A ghost haunts this visit to Madrid; the ghost of what could have been, of missed opportunities, had Julio not vanished in thin air. Max, Miguel’s former film editor (a magnificently droll Mario Pardo), lives among cans full of 35mm prints, laments how most of film’s history is in a format that hardly anyone projects, and that miracles in cinema died with Dreyer. Julio’s daughter Ana (Ana Torrent, who played a young girl also named Ana in Erice’s 1973 debut The Spirit of the Beehive) regrets not having known her father better, a man who was as well known for his philandering as for his acting. And then there’s Lola (Soledad Villamil, The Secret of Their Eyes), the tango singer both Julio and Miguel had a crush on and who went on with her life, marrying and moving to California, then divorcing her husband and moving to Buenos Aires before returning to Madrid. Julio, though, is not the only absence felt by Miguel; there’s the haunting memory of his son, who died in a hit-and-run accident.
Which is why the film’s middle section, with its calm sequences of Miguel and neighbors going on with their lives, is so important. This is Miguel’s life now, one full of small pleasures, where the miracle of living one more day is more than enough. It also prepares the audience for the revelations to come in the film’s final third. Not exactly the calm before the storm, although this middle section narratively offers Miguel the respite, the peace of mind, he needs for what’s next. Any other director would have squeezed the potential melodrama out of the revelations to come. Not Erice.

Task requirements:
[A] List every actor named in the film review, please.
[B] In the film review, where does Lola move after divorcing her husband?
[C] Carry on the film review from its last sentence.

Given entries:
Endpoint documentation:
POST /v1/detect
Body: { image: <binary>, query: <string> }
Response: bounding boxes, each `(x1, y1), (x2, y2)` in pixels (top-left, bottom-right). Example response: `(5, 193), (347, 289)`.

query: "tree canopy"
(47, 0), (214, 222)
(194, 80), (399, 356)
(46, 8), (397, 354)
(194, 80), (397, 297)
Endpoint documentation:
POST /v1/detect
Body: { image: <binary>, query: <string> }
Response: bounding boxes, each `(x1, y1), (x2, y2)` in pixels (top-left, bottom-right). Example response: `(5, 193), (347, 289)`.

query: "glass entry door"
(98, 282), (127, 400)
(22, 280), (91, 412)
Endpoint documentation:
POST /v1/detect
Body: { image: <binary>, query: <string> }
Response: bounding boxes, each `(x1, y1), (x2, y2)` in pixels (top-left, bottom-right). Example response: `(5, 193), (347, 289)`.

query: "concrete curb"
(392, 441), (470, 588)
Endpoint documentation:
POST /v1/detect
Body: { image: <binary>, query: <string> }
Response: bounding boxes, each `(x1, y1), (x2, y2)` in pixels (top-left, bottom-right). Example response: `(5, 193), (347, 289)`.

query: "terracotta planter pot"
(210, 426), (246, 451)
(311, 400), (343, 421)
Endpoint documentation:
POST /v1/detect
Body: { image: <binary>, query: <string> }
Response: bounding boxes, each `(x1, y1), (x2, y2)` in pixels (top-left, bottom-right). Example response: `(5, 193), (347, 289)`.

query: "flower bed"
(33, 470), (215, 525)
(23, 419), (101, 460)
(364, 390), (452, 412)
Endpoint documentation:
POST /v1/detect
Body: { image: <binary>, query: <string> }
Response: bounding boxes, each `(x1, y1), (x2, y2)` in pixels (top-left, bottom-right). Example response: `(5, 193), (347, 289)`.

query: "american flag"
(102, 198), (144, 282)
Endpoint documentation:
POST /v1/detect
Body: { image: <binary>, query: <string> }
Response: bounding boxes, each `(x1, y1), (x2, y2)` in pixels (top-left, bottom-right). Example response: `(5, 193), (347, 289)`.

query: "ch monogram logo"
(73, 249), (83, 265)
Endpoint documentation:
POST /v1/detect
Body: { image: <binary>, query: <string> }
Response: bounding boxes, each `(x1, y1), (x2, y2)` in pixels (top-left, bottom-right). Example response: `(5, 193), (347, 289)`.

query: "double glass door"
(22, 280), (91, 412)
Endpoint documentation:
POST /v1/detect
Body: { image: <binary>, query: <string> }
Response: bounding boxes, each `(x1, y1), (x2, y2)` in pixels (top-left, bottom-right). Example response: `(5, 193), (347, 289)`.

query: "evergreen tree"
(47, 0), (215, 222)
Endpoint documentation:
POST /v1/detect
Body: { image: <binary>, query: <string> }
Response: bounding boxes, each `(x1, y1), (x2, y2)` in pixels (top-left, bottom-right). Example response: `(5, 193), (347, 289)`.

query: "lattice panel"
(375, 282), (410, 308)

Exercise responses:
[A] Mario Pardo, Ana Torrent, Soledad Villamil

[B] Buenos Aires

[C]
I don’t want to go into any details but you pretty much know walking into the movie that Miguel will eventually find out what happened to Julio. I won’t spoil how and under what circumstances; suffice it to say that the events in this final hour are treated with the same kind of generosity, humanity and tact. That Erice ties together the connections between memory, identity and, yes, film in a way that is both heartbreaking and logical. The film closes with that final sequence of the film that never was and one image, projected on the screen of a shuttered movie theater that calls back the films of the post-Franco era and questions if those connections are as tidy as we like to think they are.
Close Your Eyes is, perhaps, Erice’s most personal film. He seems to be questioning his own life as a filmmaker, the decisions made, the films abandoned. Like all his films (and those of the aforementioned Malick), they deserve revisiting over and over and over again. Let’s hope we don't have to wait that long for Erice’s next feature.
Close Your Eyes is playing for a limited exclusive run at the Gene Siskel Film Center.